EXERCISE BRIEF:
Please reproduce every one of the entries below, line for line and without any changes.

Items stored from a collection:
========================================================================
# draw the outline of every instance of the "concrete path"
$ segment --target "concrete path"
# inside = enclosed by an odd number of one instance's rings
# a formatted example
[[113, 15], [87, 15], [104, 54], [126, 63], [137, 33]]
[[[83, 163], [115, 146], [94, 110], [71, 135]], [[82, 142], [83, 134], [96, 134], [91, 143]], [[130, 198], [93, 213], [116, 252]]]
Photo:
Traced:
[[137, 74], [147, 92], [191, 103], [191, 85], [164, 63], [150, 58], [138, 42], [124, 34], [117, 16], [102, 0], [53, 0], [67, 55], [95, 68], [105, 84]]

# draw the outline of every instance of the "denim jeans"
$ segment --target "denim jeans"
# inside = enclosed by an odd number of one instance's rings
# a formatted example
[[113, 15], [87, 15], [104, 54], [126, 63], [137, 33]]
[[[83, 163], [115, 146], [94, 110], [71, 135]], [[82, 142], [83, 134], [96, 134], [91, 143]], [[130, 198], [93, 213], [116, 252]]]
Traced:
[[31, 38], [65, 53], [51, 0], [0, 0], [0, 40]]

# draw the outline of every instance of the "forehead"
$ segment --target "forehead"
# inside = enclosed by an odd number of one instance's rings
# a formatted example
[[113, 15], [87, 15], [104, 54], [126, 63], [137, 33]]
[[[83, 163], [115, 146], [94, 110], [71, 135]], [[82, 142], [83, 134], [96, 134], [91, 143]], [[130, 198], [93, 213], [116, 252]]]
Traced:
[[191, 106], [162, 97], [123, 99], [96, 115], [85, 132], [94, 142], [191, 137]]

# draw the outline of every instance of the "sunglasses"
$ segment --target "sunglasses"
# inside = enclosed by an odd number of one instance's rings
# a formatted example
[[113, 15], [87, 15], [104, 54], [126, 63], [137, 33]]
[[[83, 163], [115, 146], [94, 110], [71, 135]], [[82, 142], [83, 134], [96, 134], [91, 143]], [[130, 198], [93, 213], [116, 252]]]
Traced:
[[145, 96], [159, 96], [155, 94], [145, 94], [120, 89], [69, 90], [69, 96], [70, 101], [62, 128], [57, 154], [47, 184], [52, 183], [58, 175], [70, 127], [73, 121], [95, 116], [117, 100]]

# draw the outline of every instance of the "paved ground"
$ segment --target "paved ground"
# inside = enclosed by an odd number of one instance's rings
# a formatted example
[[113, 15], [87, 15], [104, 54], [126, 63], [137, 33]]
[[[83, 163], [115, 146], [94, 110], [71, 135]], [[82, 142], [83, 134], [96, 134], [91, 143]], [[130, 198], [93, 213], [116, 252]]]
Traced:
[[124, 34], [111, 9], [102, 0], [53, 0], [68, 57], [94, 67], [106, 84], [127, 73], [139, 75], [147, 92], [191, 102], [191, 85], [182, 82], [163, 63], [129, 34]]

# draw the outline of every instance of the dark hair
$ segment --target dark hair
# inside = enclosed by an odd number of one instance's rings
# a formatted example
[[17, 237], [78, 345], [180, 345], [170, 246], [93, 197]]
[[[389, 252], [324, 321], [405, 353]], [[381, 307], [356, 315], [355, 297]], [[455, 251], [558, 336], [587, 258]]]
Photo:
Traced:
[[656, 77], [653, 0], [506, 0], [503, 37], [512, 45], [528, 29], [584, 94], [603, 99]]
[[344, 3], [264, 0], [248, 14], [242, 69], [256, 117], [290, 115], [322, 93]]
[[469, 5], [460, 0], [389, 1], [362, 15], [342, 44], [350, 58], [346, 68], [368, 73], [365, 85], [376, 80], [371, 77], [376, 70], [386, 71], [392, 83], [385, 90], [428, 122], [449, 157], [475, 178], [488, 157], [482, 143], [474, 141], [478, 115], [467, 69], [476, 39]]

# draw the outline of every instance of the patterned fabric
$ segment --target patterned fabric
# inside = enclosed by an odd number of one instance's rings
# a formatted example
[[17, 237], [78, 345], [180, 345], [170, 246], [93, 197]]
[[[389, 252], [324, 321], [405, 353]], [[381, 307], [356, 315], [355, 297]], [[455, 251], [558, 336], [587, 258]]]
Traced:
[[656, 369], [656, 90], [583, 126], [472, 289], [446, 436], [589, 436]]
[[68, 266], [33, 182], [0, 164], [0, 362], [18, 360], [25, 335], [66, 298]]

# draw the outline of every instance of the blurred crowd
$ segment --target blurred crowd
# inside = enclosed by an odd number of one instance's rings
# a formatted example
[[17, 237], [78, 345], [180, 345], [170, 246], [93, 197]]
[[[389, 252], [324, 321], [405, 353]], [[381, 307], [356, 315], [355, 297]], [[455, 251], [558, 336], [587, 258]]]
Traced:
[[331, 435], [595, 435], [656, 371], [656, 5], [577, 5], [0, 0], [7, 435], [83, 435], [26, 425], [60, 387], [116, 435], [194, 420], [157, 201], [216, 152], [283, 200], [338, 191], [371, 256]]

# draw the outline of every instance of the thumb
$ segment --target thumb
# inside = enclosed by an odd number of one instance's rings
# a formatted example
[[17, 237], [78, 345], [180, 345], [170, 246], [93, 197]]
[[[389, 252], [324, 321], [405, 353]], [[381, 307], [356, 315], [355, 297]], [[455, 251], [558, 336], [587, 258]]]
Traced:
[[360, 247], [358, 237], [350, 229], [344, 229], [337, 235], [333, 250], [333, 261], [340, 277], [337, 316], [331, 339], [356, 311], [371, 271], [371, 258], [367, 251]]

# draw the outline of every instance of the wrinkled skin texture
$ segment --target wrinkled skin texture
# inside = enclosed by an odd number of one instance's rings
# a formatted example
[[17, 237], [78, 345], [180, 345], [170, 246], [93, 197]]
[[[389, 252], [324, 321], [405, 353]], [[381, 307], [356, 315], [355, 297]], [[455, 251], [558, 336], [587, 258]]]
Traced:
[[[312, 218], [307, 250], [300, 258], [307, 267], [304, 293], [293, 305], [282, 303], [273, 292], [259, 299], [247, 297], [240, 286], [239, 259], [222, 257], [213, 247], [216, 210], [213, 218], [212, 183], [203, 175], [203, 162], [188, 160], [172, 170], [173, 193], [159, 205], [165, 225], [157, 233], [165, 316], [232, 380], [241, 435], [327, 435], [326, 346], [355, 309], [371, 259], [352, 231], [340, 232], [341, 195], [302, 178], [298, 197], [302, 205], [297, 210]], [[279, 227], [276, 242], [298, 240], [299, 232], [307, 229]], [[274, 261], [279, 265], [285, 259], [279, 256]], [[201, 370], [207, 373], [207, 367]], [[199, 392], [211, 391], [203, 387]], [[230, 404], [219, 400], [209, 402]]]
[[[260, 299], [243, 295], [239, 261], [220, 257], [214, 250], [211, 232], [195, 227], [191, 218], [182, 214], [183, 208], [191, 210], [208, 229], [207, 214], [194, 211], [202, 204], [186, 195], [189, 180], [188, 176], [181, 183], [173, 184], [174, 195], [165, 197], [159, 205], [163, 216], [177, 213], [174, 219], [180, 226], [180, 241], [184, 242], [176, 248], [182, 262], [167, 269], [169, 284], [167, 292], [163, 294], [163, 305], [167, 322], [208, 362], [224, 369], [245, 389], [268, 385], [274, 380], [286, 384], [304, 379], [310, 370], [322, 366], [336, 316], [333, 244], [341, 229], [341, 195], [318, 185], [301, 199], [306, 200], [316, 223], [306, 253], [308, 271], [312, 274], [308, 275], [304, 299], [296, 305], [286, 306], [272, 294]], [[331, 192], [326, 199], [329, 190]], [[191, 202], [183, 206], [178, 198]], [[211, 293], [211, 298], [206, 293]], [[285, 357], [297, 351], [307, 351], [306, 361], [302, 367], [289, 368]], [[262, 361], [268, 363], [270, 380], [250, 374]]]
========================================================================
RESPONSE TO THE TASK:
# draw the outline of every instance of the "concrete path"
$ segment --target "concrete path"
# inside = enclosed by an odd number of one instance's rings
# a formatted example
[[113, 15], [87, 15], [104, 54], [126, 63], [137, 33]]
[[[83, 163], [115, 146], [94, 110], [71, 135]], [[82, 142], [83, 134], [96, 134], [91, 143]], [[130, 198], [93, 213], [116, 252]]]
Photo:
Traced:
[[137, 74], [147, 92], [191, 103], [191, 85], [164, 63], [150, 58], [138, 42], [124, 34], [117, 16], [102, 0], [53, 0], [67, 55], [95, 68], [105, 84]]

# draw the outline of every instance of the "denim jeans"
$ segment --target "denim jeans"
# inside = enclosed by an odd number of one instance's rings
# a formatted example
[[113, 15], [87, 15], [104, 54], [126, 63], [137, 33]]
[[[83, 163], [115, 146], [94, 110], [71, 135]], [[82, 142], [83, 134], [96, 134], [91, 143]], [[130, 198], [93, 213], [116, 252]]]
Traced:
[[31, 38], [65, 53], [51, 0], [0, 0], [0, 40]]

# draw the outline of every instance of the "forehead"
$ segment --target "forehead"
# inside = enclosed by an odd number of one instance's rings
# a formatted example
[[113, 15], [87, 15], [104, 54], [126, 63], [137, 33]]
[[[83, 163], [115, 146], [94, 110], [71, 135]], [[82, 142], [83, 134], [96, 134], [91, 143]], [[130, 198], [93, 213], [116, 252]]]
Traced:
[[191, 106], [162, 97], [123, 99], [96, 115], [85, 132], [94, 142], [191, 137]]

# draw the outline of every instance of the "sunglasses"
$ segment --target "sunglasses"
# inside = enclosed by an odd number of one instance's rings
# a formatted example
[[113, 15], [87, 15], [104, 54], [126, 63], [137, 33]]
[[[83, 163], [115, 146], [94, 110], [71, 135]], [[82, 142], [83, 134], [96, 134], [91, 143]], [[130, 198], [93, 213], [116, 252]]]
Traced:
[[145, 96], [159, 96], [155, 94], [145, 94], [120, 89], [69, 90], [69, 96], [70, 101], [62, 128], [57, 154], [47, 184], [52, 183], [58, 175], [70, 127], [73, 121], [95, 116], [117, 100]]

# draw the outline of every instance of the "paved ground"
$ segment --target "paved ground"
# inside = enclosed by an odd number of one instance's rings
# a formatted example
[[113, 15], [87, 15], [104, 54], [126, 63], [137, 33]]
[[[83, 163], [115, 146], [94, 110], [71, 135]], [[82, 142], [83, 134], [96, 134], [91, 143]], [[130, 198], [93, 213], [116, 252]]]
Traced:
[[124, 34], [111, 9], [102, 0], [53, 0], [68, 57], [94, 67], [106, 84], [127, 73], [139, 75], [147, 92], [191, 102], [191, 85], [182, 82], [163, 63], [129, 34]]

# draw the outline of every instance of the dark hair
$ segment --target dark hair
# inside = enclosed by an odd number of one instance's rings
# a formatted example
[[17, 237], [78, 345], [180, 345], [170, 246], [93, 197]]
[[[389, 252], [324, 321], [405, 353]], [[381, 307], [356, 315], [355, 297]], [[455, 251], [558, 336], [587, 258]]]
Photo:
Traced:
[[656, 77], [653, 0], [506, 0], [503, 37], [512, 45], [528, 29], [584, 94], [603, 99]]
[[344, 3], [264, 0], [248, 14], [242, 69], [256, 117], [290, 115], [322, 93]]
[[469, 5], [460, 0], [389, 1], [362, 15], [342, 44], [350, 58], [346, 68], [368, 73], [365, 85], [376, 80], [371, 77], [376, 70], [386, 71], [392, 83], [385, 90], [428, 122], [449, 157], [475, 178], [488, 157], [482, 143], [474, 141], [478, 115], [467, 69], [476, 39]]

# draw the outline of every instance of the patterned fabric
$ segment --target patterned fabric
# inside = enclosed by an odd number of one instance's rings
# a formatted example
[[17, 237], [78, 345], [180, 345], [170, 246], [93, 197]]
[[[389, 252], [324, 321], [405, 353]], [[381, 307], [356, 315], [355, 297]], [[455, 251], [558, 336], [587, 258]]]
Traced:
[[656, 369], [656, 90], [583, 126], [472, 289], [446, 436], [589, 436]]
[[68, 266], [33, 182], [0, 164], [0, 362], [18, 360], [25, 335], [66, 298]]

# draw the outline of every instance of the blurred crowd
$ segment --target blurred crowd
# inside = enclosed by an odd number of one instance's rings
# a formatted example
[[17, 237], [78, 345], [180, 345], [170, 246], [93, 197]]
[[[389, 252], [324, 321], [405, 353]], [[381, 307], [356, 315], [355, 297]], [[455, 251], [558, 336], [587, 258]]]
Traced:
[[331, 435], [595, 435], [656, 371], [656, 5], [577, 5], [0, 0], [7, 435], [83, 435], [26, 425], [60, 387], [116, 435], [194, 420], [157, 201], [216, 152], [283, 200], [338, 191], [371, 256]]

# draw the outline of every instance of the thumb
$ segment --target thumb
# inside = enclosed by an odd number of one instance's rings
# a formatted example
[[17, 237], [78, 345], [180, 345], [170, 246], [93, 197]]
[[[389, 252], [324, 321], [405, 353]], [[381, 307], [356, 315], [355, 297]], [[455, 251], [558, 336], [587, 258]]]
Traced:
[[360, 247], [358, 237], [350, 229], [344, 229], [337, 235], [333, 250], [333, 261], [340, 277], [337, 316], [331, 339], [356, 311], [371, 271], [371, 258], [367, 251]]

# draw the outline of every instance of the wrinkled skin texture
$ segment --target wrinkled skin texture
# inside = enclosed by an odd number of one instance's rings
# a formatted example
[[17, 237], [78, 345], [180, 345], [170, 246], [93, 197]]
[[[389, 252], [324, 321], [405, 353]], [[381, 307], [356, 315], [355, 297]], [[455, 251], [558, 336], [587, 258]]]
Traced:
[[[312, 218], [307, 250], [300, 258], [307, 267], [304, 293], [293, 305], [282, 303], [273, 292], [259, 299], [247, 297], [240, 286], [239, 259], [222, 257], [213, 247], [216, 210], [213, 218], [212, 183], [203, 175], [203, 162], [188, 160], [172, 170], [173, 193], [159, 205], [165, 225], [157, 233], [165, 316], [232, 380], [241, 435], [327, 435], [326, 346], [355, 309], [371, 259], [352, 231], [340, 232], [341, 195], [302, 178], [298, 197], [302, 205], [297, 210]], [[279, 227], [276, 242], [298, 240], [299, 232], [307, 229]], [[274, 261], [279, 265], [285, 259], [279, 256]], [[201, 370], [207, 373], [207, 367]], [[199, 392], [211, 391], [203, 387]], [[230, 404], [219, 400], [209, 402]]]
[[[260, 299], [243, 295], [239, 261], [220, 257], [214, 250], [211, 232], [195, 227], [191, 218], [182, 214], [183, 208], [191, 210], [208, 229], [207, 214], [194, 211], [202, 204], [186, 195], [189, 180], [188, 176], [181, 183], [173, 184], [174, 195], [165, 197], [159, 205], [163, 216], [177, 213], [174, 219], [180, 226], [180, 241], [184, 242], [176, 248], [182, 262], [167, 269], [169, 284], [167, 292], [163, 294], [163, 305], [167, 322], [208, 362], [224, 369], [245, 389], [268, 385], [274, 380], [286, 384], [304, 379], [310, 370], [322, 366], [336, 316], [333, 244], [341, 229], [341, 195], [318, 185], [301, 199], [306, 200], [316, 223], [306, 253], [308, 271], [312, 274], [308, 275], [304, 299], [296, 305], [286, 306], [272, 294]], [[331, 192], [326, 199], [329, 190]], [[191, 202], [183, 206], [178, 198]], [[211, 293], [211, 298], [206, 293]], [[285, 357], [297, 351], [307, 351], [306, 361], [302, 367], [289, 368]], [[262, 361], [268, 363], [270, 380], [250, 374]]]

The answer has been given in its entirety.